> _DESCRIPTION OF THE TASK_
Reproduce the records starting at the line that contains "Target: white table top" and running to the last line, exactly and in full.

> _DATA TO USE_
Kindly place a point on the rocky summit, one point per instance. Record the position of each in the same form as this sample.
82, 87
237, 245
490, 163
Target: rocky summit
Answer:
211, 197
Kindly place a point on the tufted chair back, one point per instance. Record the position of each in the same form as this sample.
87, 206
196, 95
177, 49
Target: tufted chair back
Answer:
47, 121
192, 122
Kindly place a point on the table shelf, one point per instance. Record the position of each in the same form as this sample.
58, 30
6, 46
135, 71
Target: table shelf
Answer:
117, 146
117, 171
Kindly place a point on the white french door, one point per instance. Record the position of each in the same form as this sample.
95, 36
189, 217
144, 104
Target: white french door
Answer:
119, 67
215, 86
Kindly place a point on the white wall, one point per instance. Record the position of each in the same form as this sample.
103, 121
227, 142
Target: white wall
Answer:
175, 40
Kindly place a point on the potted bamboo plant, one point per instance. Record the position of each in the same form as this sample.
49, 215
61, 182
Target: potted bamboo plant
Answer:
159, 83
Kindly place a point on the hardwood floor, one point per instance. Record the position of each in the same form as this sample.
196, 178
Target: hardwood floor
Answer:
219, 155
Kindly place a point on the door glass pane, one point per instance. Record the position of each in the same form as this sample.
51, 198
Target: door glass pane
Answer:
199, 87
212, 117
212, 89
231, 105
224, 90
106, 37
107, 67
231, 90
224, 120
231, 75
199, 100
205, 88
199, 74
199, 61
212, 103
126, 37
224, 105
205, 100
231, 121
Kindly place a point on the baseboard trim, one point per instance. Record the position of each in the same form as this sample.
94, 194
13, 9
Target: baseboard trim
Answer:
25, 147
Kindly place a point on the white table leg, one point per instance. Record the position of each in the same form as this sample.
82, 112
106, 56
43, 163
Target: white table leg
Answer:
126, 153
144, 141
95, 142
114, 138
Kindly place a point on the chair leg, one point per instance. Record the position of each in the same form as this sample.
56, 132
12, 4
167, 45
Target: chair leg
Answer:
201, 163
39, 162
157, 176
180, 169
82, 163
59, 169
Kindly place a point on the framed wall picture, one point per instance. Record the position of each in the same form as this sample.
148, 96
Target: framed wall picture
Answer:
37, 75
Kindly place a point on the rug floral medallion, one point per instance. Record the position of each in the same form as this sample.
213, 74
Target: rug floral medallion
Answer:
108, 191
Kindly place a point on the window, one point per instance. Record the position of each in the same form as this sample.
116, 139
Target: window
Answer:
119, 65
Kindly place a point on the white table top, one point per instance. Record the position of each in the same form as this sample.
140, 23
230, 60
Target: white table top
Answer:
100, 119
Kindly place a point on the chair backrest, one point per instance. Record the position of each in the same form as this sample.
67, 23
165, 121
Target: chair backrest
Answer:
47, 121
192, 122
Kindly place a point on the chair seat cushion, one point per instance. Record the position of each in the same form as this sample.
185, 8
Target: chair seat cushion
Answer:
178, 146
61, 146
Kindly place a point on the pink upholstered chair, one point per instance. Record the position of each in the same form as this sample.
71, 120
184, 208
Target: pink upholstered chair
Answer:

> _EXERCISE OUTPUT_
Target: white table top
Answer:
100, 119
Kindly place a point on the chair backrest, one point per instance. Record the position of each in the same form as this sample.
67, 23
165, 121
Target: chair backrest
Answer:
47, 121
192, 122
Kindly place a point on the chair seat cushion, one point per instance. Record the position of each in the same form as this sample.
185, 8
Target: chair seat cushion
Answer:
178, 146
61, 146
Kindly place a point on the pink upholstered chair, one point per instance. Record the position of each in the same form as this sample.
71, 120
184, 208
Target: pink upholstered chair
Answer:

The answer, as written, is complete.